THE DATA:
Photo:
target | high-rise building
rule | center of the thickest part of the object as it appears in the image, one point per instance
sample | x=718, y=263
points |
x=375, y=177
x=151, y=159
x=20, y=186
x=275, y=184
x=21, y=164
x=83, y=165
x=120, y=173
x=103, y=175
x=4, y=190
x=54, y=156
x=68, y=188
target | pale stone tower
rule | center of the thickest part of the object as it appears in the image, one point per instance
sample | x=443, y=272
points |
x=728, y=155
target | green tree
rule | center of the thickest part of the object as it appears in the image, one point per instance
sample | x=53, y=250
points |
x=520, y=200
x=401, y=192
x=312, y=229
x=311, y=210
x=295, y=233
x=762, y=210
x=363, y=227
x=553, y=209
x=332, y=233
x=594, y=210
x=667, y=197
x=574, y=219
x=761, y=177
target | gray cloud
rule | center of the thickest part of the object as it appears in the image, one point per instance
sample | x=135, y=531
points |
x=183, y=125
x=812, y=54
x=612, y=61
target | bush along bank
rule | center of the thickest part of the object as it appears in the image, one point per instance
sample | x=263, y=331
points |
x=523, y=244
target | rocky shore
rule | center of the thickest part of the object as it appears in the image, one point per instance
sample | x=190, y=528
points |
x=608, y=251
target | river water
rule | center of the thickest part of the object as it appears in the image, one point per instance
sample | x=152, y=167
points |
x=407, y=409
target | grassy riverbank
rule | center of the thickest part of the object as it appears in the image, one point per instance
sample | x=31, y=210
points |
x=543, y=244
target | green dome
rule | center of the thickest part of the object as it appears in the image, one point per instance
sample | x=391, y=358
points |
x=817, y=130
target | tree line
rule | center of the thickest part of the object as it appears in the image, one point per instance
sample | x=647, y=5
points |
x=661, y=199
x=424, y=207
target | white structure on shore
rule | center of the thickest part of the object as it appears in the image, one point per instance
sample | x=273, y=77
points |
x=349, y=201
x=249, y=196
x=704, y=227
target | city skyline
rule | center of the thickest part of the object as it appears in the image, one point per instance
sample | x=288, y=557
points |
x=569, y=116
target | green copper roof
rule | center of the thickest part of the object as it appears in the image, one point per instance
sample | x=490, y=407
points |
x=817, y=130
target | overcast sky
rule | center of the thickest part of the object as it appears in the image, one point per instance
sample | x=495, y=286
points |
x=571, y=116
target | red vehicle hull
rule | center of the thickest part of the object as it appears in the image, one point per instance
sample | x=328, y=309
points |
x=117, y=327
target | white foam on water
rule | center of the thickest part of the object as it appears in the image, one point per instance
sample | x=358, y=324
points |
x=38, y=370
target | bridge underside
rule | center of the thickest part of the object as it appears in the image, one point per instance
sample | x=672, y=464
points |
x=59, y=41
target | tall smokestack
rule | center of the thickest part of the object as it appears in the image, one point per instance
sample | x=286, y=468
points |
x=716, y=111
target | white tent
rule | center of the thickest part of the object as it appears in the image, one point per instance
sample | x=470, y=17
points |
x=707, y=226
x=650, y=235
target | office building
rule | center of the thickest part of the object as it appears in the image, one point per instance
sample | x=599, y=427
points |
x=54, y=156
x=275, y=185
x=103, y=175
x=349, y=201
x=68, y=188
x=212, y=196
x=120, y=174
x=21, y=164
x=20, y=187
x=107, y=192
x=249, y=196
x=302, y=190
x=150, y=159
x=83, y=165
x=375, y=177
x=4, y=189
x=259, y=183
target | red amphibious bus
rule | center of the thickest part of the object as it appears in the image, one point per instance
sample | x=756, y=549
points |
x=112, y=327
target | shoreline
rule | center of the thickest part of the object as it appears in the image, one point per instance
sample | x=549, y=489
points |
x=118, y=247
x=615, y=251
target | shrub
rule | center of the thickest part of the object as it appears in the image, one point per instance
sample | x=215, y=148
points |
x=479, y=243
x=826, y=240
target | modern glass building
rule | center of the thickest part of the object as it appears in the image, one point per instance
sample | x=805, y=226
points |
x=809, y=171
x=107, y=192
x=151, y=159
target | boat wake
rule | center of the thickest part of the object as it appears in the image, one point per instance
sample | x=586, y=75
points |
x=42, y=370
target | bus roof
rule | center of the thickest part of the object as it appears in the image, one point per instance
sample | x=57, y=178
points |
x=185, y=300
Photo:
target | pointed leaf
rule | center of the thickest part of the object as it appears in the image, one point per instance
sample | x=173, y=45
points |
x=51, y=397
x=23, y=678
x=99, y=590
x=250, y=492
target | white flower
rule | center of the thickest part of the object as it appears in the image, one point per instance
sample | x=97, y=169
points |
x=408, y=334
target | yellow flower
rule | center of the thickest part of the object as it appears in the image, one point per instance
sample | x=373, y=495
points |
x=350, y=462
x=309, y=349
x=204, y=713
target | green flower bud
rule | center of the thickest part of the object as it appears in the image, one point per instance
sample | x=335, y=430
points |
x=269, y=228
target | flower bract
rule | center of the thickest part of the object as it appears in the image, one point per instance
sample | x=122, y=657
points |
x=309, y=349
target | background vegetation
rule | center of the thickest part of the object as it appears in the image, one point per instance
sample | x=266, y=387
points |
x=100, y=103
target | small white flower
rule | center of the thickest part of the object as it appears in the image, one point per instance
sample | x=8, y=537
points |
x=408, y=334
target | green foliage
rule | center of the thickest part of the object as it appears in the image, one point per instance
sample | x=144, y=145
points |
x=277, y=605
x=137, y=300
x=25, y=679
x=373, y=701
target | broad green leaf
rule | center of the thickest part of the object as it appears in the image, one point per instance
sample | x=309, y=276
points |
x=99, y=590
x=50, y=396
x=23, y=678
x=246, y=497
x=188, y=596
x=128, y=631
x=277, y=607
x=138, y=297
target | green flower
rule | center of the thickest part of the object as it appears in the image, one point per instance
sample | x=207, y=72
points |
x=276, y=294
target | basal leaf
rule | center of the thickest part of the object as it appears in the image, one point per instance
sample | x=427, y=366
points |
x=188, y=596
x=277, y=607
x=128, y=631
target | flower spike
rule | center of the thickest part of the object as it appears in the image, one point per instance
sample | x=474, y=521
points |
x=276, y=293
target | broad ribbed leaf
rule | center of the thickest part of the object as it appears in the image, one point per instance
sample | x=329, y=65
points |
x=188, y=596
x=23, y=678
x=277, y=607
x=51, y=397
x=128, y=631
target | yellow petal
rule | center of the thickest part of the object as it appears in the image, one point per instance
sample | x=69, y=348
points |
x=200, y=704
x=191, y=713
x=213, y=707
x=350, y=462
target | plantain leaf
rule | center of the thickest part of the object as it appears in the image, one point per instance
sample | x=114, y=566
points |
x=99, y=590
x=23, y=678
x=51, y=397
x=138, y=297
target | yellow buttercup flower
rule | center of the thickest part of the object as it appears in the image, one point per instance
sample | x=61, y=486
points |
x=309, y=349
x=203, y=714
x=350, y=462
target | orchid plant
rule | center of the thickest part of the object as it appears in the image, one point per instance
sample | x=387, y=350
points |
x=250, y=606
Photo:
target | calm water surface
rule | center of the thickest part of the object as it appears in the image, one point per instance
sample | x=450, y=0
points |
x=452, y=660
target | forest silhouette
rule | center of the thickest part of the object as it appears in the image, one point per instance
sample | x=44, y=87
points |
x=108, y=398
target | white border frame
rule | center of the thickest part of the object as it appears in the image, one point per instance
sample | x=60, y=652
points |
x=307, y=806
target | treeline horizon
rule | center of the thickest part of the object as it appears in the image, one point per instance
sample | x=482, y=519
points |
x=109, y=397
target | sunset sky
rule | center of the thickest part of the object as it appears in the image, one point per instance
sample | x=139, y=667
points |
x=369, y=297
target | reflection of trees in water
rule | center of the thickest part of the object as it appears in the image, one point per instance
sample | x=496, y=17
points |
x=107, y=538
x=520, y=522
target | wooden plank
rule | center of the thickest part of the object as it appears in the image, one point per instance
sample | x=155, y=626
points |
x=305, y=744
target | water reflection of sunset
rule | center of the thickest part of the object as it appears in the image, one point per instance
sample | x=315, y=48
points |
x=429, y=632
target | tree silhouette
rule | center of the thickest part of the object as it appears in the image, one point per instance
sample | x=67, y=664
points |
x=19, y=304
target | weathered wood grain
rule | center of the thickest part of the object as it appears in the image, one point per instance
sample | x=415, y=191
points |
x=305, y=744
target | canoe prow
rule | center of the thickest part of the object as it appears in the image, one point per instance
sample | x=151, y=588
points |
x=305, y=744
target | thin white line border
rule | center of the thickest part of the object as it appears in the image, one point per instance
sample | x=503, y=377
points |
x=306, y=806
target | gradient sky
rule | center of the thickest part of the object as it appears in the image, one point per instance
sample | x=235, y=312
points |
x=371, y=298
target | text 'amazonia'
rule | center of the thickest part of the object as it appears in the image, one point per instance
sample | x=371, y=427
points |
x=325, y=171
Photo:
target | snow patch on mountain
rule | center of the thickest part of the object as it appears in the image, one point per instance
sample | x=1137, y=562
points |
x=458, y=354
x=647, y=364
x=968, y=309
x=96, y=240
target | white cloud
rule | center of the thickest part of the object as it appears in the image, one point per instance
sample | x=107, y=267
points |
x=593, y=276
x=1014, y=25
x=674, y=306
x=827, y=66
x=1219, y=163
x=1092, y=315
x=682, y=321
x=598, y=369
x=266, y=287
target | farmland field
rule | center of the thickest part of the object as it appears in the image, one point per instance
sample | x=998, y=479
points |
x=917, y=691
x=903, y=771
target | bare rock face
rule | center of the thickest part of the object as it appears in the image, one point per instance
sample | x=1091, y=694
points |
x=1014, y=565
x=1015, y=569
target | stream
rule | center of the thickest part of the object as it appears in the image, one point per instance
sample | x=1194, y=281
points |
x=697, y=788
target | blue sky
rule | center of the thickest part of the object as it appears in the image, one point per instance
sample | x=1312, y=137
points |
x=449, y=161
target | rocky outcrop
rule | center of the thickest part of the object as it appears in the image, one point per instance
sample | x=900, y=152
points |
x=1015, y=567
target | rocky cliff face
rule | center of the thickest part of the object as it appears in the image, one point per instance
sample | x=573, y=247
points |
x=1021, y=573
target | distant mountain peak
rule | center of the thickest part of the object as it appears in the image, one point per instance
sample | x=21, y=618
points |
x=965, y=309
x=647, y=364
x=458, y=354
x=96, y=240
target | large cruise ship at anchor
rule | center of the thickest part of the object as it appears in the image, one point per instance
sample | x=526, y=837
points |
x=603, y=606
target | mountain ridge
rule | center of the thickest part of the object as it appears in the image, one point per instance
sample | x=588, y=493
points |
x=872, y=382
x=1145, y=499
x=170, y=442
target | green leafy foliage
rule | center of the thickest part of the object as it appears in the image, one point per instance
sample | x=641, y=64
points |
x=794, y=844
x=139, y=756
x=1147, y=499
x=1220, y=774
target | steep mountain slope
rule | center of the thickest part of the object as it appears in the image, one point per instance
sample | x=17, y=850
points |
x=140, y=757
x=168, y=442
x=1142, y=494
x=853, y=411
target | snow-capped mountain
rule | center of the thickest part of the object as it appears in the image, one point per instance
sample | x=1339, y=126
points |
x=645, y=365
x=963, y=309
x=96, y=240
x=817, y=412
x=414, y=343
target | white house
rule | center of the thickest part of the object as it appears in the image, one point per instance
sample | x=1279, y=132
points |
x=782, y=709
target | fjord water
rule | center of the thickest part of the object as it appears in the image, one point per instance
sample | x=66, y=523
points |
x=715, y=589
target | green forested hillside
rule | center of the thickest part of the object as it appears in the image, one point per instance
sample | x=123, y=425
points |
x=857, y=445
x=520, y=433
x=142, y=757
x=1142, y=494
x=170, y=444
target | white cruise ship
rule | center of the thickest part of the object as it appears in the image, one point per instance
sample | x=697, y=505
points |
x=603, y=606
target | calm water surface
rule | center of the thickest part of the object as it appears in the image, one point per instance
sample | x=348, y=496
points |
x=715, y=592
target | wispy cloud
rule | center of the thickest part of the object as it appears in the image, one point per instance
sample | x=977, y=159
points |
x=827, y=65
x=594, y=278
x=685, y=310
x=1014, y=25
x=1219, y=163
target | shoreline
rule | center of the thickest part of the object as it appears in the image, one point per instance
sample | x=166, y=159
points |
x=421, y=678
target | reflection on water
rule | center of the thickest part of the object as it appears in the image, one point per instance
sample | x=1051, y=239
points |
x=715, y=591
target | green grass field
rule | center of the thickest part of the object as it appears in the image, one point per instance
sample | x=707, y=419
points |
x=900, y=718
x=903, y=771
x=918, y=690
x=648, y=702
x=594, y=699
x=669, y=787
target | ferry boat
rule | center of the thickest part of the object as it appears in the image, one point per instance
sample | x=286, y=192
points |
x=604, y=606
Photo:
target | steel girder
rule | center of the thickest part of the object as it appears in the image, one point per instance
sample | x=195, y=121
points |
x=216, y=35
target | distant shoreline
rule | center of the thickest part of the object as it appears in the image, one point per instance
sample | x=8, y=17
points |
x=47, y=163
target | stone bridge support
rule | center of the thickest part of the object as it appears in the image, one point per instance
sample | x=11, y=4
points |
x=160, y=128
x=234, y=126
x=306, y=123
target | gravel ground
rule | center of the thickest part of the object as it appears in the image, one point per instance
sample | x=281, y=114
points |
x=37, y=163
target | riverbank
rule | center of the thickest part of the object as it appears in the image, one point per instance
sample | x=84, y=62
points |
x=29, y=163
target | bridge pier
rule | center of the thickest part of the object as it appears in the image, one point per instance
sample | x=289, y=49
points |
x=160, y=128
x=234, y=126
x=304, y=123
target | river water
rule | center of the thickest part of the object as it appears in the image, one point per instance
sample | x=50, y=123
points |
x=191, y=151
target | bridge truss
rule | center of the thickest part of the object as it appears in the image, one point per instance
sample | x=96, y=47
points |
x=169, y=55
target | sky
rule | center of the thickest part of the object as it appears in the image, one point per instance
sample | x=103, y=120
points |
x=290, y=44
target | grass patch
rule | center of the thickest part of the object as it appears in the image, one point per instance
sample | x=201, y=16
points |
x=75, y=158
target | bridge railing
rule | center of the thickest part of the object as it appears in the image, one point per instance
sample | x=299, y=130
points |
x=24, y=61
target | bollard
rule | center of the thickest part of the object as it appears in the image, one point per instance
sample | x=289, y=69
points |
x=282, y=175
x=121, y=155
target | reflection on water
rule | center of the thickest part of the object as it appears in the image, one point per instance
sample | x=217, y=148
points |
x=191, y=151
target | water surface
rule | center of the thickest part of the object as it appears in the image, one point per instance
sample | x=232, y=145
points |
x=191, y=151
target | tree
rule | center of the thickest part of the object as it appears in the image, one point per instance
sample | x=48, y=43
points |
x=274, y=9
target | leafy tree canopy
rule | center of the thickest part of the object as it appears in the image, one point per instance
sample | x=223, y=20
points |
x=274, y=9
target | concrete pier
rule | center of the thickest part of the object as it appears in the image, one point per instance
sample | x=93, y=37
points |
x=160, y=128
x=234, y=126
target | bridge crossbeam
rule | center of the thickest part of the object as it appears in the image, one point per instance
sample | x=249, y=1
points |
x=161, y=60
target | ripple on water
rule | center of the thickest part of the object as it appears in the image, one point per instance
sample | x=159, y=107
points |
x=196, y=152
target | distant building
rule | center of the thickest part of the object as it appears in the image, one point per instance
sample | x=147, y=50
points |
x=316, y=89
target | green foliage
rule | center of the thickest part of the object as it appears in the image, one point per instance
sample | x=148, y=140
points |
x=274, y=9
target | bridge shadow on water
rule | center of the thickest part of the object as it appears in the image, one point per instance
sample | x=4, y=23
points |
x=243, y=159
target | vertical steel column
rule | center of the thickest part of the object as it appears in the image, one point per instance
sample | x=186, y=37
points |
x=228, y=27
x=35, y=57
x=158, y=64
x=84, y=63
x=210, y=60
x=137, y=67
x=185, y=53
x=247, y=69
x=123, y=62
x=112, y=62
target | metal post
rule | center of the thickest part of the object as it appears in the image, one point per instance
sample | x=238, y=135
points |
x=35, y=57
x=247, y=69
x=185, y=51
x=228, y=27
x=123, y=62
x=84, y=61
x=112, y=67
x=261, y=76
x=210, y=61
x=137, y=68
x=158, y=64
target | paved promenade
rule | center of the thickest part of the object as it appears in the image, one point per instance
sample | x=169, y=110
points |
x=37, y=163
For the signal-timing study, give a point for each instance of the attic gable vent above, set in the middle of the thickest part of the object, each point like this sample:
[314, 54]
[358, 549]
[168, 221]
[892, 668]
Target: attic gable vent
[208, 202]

YOUR GOAL: Look back at the entries above. Retype the line with "target | bare rock face", the line with "target | fjord water", and all lines in between.

EXERCISE RESPONSE:
target | bare rock face
rule | center of the thickest part of the object as it appears in the image, one point per instance
sample | x=1091, y=694
points |
x=1014, y=565
x=1015, y=569
target | stream
rule | center of the thickest part of the object as it appears in the image, one point per instance
sample | x=1194, y=281
points |
x=697, y=788
target | blue sky
rule | center of the thickest part of the object as it appears in the image, one point per instance
sample | x=1312, y=137
points |
x=449, y=161
target | rocky outcrop
rule | center of the thickest part of the object as it appears in the image, one point per instance
sample | x=900, y=152
points |
x=1015, y=567
target | rocky cliff face
rule | center of the thickest part of the object as it appears in the image, one point per instance
sample | x=573, y=247
points |
x=1021, y=573
target | distant mountain peak
rule | center of the thickest part of the object as it appears in the image, one point per instance
sample | x=21, y=618
points |
x=965, y=309
x=647, y=364
x=458, y=354
x=96, y=240
target | large cruise ship at anchor
rule | center of the thickest part of the object as it appears in the image, one point per instance
sample | x=526, y=837
points |
x=603, y=606
target | mountain ridge
rule | center of the thickest part of the object as it appears in the image, one point per instance
sample | x=588, y=493
points |
x=872, y=382
x=1145, y=499
x=170, y=442
target | green leafy foliage
rule | center of the thickest part of the object as it appears in the image, one point per instance
sample | x=641, y=64
points |
x=794, y=844
x=139, y=756
x=1147, y=499
x=1220, y=774
target | steep mountain slope
rule | center of the thickest part of the object as it appears in the image, one point per instance
sample | x=17, y=850
points |
x=140, y=757
x=168, y=442
x=1142, y=494
x=853, y=411
target | snow-capped mountain
rule | center of the thickest part of the object as it appears in the image, one point per instance
sample | x=1339, y=126
points |
x=645, y=365
x=963, y=309
x=96, y=240
x=817, y=412
x=414, y=343
target | white house
rule | center of the thickest part of the object as it appears in the image, one point per instance
sample | x=1279, y=132
points |
x=782, y=709
target | fjord water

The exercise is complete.